## begin Source material
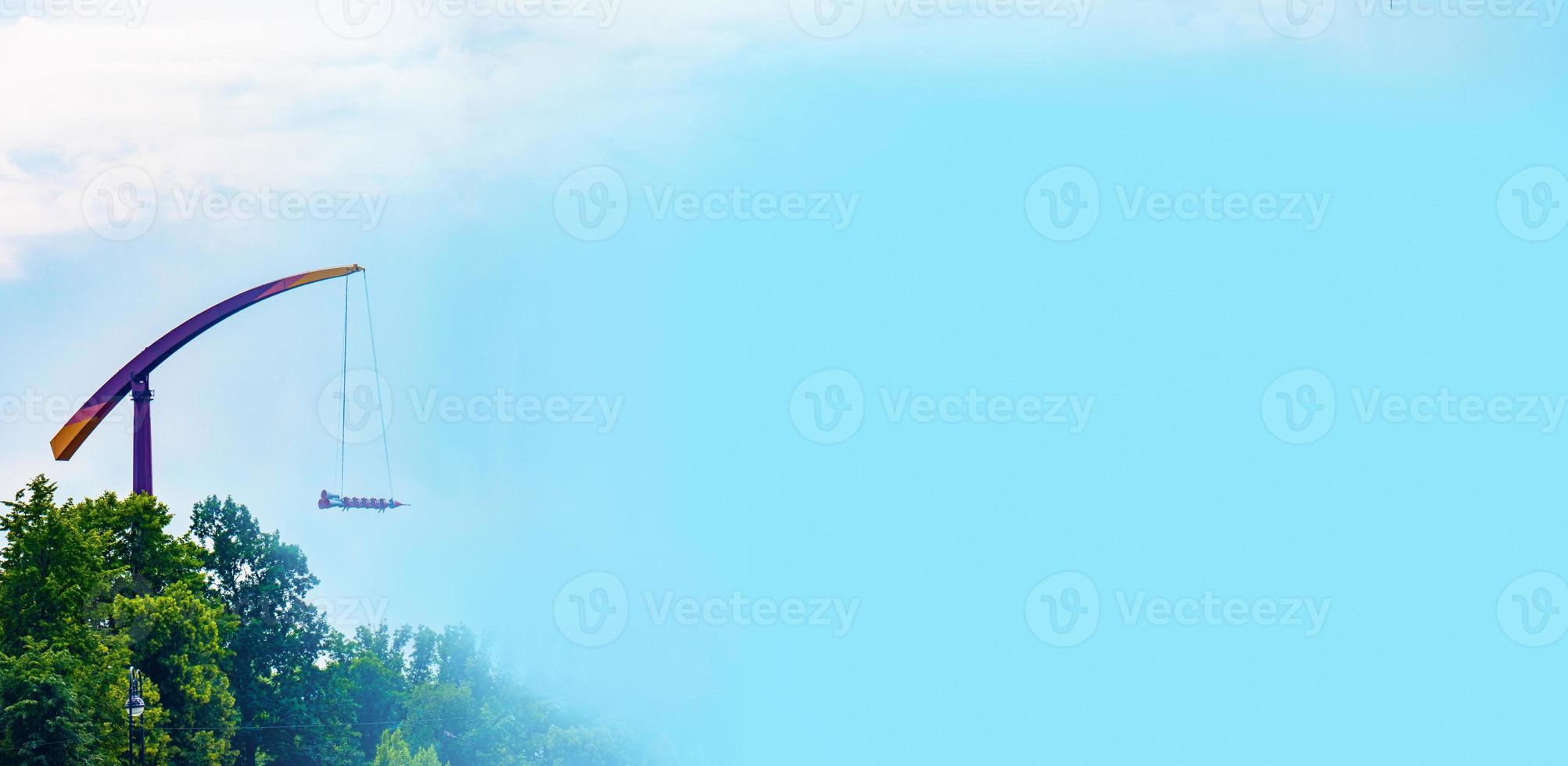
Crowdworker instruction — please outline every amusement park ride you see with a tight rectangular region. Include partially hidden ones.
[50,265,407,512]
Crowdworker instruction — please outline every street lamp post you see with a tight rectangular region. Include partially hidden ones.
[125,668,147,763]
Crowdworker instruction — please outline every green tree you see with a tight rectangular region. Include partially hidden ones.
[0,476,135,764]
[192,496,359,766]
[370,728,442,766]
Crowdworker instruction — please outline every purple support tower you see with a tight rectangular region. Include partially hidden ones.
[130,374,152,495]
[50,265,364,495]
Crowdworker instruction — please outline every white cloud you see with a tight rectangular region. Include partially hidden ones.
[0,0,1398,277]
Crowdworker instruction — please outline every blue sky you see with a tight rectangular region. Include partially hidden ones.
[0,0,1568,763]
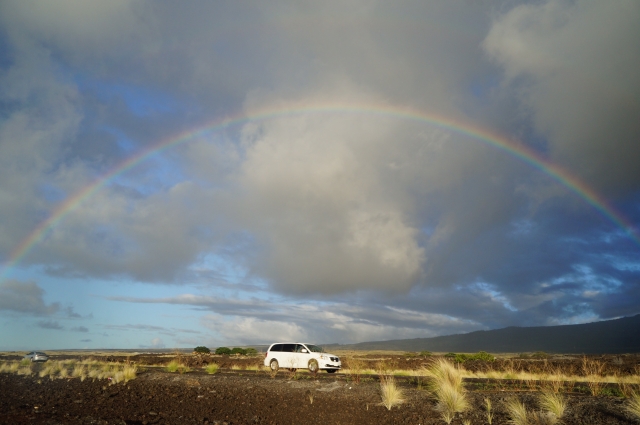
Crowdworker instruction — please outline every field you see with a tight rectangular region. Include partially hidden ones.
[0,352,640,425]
## end Source material
## begin Source material
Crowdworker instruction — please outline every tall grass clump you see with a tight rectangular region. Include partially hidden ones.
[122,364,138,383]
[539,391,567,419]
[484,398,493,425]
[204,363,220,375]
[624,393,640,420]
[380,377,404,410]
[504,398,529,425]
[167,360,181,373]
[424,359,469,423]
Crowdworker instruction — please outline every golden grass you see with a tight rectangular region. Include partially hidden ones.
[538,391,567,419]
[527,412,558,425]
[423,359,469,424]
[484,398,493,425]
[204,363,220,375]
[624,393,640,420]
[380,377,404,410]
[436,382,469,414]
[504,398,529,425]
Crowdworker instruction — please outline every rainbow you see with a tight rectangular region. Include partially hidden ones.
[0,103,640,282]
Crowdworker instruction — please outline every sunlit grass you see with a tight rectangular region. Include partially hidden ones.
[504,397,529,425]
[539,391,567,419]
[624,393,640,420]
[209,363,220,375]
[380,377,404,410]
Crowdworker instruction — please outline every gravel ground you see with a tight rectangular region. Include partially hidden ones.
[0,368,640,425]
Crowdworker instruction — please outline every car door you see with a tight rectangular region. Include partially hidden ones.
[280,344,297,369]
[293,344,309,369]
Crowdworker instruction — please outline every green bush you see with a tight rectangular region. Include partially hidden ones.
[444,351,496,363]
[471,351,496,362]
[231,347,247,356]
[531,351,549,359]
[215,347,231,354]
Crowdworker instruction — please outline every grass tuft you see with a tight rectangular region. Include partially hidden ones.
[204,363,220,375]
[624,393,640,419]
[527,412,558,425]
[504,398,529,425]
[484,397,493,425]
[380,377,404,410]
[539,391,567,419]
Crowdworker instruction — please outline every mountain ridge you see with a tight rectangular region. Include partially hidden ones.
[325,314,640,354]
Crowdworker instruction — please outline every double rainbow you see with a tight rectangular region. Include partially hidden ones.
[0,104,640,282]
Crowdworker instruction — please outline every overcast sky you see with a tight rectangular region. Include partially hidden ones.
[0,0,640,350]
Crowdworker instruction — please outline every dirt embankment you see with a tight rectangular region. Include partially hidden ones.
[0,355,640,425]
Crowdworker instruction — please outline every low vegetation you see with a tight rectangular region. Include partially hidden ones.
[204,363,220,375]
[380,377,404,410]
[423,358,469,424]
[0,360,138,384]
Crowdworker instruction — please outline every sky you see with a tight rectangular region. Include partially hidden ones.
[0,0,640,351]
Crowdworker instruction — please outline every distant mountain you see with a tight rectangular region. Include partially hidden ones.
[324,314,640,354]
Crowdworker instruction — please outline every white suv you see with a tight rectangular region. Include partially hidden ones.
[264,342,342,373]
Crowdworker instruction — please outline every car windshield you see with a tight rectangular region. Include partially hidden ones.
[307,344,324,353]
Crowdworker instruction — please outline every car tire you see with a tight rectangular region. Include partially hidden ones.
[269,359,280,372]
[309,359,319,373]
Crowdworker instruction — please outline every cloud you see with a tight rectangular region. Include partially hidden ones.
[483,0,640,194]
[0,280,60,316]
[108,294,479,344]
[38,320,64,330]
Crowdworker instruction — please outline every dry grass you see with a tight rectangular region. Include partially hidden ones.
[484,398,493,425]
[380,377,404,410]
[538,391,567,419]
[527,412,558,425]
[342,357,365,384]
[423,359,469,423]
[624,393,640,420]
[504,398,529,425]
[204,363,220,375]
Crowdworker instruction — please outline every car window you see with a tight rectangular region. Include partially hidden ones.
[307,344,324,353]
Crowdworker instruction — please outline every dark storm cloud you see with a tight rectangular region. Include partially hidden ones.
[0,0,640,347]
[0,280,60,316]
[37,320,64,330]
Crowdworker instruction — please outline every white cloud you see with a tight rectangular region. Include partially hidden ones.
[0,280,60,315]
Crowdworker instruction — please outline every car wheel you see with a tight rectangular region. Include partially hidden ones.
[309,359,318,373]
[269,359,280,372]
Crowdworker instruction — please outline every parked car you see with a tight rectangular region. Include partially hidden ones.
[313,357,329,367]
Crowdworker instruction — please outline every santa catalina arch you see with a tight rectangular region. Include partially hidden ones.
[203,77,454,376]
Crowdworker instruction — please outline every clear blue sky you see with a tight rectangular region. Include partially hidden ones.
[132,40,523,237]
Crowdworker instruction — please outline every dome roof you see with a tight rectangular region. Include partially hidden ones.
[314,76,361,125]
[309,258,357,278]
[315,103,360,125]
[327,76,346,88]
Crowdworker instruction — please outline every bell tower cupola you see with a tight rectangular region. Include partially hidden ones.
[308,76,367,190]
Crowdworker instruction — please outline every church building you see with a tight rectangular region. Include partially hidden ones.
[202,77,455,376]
## end Source material
▶ Task brief:
Lay out the items as a two-column CSV with the header instruction,box: one row per item, holding its text and its answer, each in its own quoted field with any line breaks replaced by spaces. Begin at the line that contains "Crowdworker instruction — please outline every double" and stop after the line that contains "[0,0,640,350]".

▶ Response to the exercise:
instruction,box
"Crowdworker instruction — please outline every double rainbow you see with a tight rectangular region. Include partially hidden ones.","[0,104,640,282]"
"Crowdworker instruction — please outline every overcast sky you see with a tight rectangular region. Include partially hidden ones.","[0,0,640,350]"